Jenazah Raja Yunani Kuno Aleksander Agung Pun Jadi Penyebab Perang

By Sysilia Tanhati, Kamis, 7 Juli 2022 | 11:00 WIB
Hidupnya merupakan kisah paling menarik dalam sejarah. Bahkan setelah mati pun jenazah Aleksander Agung jadi penyebab perang berkepanjangan. (Wikipedia)

Nationalgeographic.co.id—Pada 11 Juni 323 Sebelum Masehi, Aleksander Agung meninggal dunia. Selama hidupnya, ia menaklukkan negara adidaya dan mendirikan kerajaan terbesar yang pernah ada. Hidupnya merupakan kisah paling menarik dalam sejarah. Bahkan setelah mati pun jenazah Aleksander Agung jadi penyebab perang berkepanjangan.

* _TUGAS WAJIB 1_: Kutip ulang tanpa perubahan bagian catatan mulai dari baris yang memuat "Roster-mapping task: tag the square" sampai akhir catatan, kedua ujungnya ikut disertakan.
Bacaan di atas dan catatan berikut adalah dua bahan yang berdiri sendiri.

* _CATATAN UNTUK DIOLAH_:
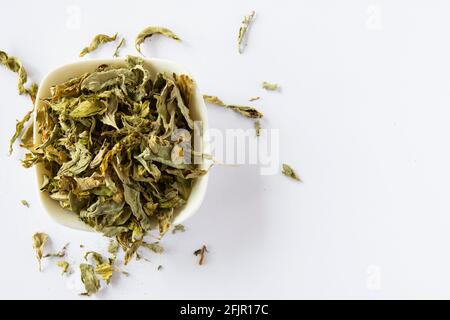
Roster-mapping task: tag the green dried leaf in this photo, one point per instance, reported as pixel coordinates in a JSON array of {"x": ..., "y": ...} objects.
[
  {"x": 246, "y": 111},
  {"x": 116, "y": 52},
  {"x": 113, "y": 247},
  {"x": 270, "y": 86},
  {"x": 178, "y": 228},
  {"x": 39, "y": 241},
  {"x": 88, "y": 108},
  {"x": 105, "y": 271},
  {"x": 89, "y": 279},
  {"x": 96, "y": 42},
  {"x": 96, "y": 257},
  {"x": 60, "y": 254},
  {"x": 201, "y": 253},
  {"x": 19, "y": 127},
  {"x": 131, "y": 251},
  {"x": 150, "y": 31},
  {"x": 243, "y": 30},
  {"x": 27, "y": 137},
  {"x": 107, "y": 140},
  {"x": 25, "y": 203},
  {"x": 257, "y": 128},
  {"x": 64, "y": 265},
  {"x": 45, "y": 182},
  {"x": 155, "y": 247},
  {"x": 289, "y": 172},
  {"x": 13, "y": 64}
]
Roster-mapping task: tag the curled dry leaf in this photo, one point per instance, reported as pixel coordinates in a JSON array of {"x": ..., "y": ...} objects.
[
  {"x": 246, "y": 111},
  {"x": 96, "y": 42},
  {"x": 289, "y": 172},
  {"x": 150, "y": 31},
  {"x": 178, "y": 228},
  {"x": 116, "y": 51},
  {"x": 25, "y": 203},
  {"x": 64, "y": 265},
  {"x": 201, "y": 253},
  {"x": 89, "y": 279},
  {"x": 19, "y": 127},
  {"x": 257, "y": 125},
  {"x": 39, "y": 241},
  {"x": 243, "y": 30},
  {"x": 60, "y": 254},
  {"x": 107, "y": 141},
  {"x": 13, "y": 64}
]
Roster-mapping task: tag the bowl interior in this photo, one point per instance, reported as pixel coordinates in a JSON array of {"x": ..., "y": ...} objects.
[{"x": 64, "y": 73}]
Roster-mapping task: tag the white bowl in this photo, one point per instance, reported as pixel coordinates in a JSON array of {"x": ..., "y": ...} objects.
[{"x": 64, "y": 73}]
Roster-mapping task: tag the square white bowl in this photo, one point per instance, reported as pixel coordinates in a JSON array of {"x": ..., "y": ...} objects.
[{"x": 68, "y": 71}]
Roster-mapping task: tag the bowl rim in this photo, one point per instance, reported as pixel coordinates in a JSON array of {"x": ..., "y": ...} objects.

* _TUGAS WAJIB 2_: Teruskan bacaan tentang jenazah Aleksander Agung, mulai setelah kalimat terakhirnya.

* _HASIL LATIHAN 1_:
Roster-mapping task: tag the square white bowl in this photo, one point per instance, reported as pixel coordinates in a JSON array of {"x": ..., "y": ...} objects.
[{"x": 68, "y": 71}]
Roster-mapping task: tag the bowl rim in this photo, one point per instance, reported as pixel coordinates in a JSON array of {"x": ..., "y": ...} objects.

* _HASIL LATIHAN 2_:
Kekacauan setelah kematian Aleksander Agung

Tak lama setelah kematiannya di Babilon, kekacauan merebak. Ia tidak menyebutkan penerus yang jelas dan orang Makedonia berdebat tentang nasib kekaisaran. Saking serunya mereka berselisih, jenazah Aleksander Agung dibiarkan berhari-hari tanpa pengawasan. Meski dibiarkan begitu saja di tengah panasnya udara Babilonia, menurut legenda, jenazahnya tidak mengalami pembusukan.

Perdikas, komandan Makedonia berpangkat tertinggi di Babilon, memerintahkan agar tubuh Aleksander dibalsam. Setelah itu, ia pun ditempatkan di peti mati emas.

Persiapan membawa Aleksander Agung ke tempat peristirahatan terakhirnya

Selama dua tahun berikutnya, jenazah Aleksander tetap berada di Babilon. Kereta pemakaman yang rumit dipersiapkan. Bukan kereta biasa, Perdikas memastikan kereta tersebut dirancang menyerupai kuil megah. Digambarkan duduk di antara para dewa, kereta tersebut memiliki kolom-kolom indah dan berlapis emas.

Kereta ditarik oleh 64 bagal (campuran antara kuda dengan keledai) yang masing-masing memiliki mahkota emas dan lonceng.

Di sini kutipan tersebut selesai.